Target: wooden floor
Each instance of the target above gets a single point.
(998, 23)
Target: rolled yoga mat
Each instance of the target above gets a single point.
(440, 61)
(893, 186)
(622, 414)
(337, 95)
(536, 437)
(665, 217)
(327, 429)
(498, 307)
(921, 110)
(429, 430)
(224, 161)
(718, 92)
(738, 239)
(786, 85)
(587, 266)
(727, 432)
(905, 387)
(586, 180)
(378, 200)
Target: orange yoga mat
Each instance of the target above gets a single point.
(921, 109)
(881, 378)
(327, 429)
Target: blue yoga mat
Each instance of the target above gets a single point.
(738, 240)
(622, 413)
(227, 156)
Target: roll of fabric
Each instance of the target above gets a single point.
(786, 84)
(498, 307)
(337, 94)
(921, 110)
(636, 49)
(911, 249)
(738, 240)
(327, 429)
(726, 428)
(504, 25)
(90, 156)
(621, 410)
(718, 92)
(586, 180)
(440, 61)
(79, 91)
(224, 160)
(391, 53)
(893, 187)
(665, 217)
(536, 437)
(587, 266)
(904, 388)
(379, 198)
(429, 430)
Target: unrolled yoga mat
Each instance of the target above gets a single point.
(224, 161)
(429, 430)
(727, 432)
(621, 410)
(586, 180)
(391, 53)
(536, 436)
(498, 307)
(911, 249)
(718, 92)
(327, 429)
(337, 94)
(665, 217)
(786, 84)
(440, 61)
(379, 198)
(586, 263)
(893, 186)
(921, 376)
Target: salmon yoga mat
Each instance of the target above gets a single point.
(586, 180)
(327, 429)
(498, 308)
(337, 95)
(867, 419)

:::::

> YOUR INSTRUCTIONS
Please scale the part of the material that opens with the line containing "Target: unrolled yoga mat" and runs through the end of the material, both ends included: write every line out again, requests included, with each point coordinate multiplied by 1.35 and rounded to a whole number, halves rounding up. Give only those lines.

> ANSWER FOR THIS EXERCISE
Target: unrolled yoga mat
Each instance of the target above gets a single point.
(302, 217)
(579, 581)
(981, 583)
(838, 554)
(791, 243)
(528, 72)
(724, 589)
(672, 414)
(1230, 336)
(969, 124)
(441, 579)
(455, 127)
(898, 293)
(1061, 113)
(594, 82)
(512, 267)
(791, 355)
(1206, 251)
(1243, 508)
Target: salmon yoga mat
Each instance of the target above gets a single point.
(791, 243)
(441, 579)
(672, 416)
(455, 128)
(1170, 566)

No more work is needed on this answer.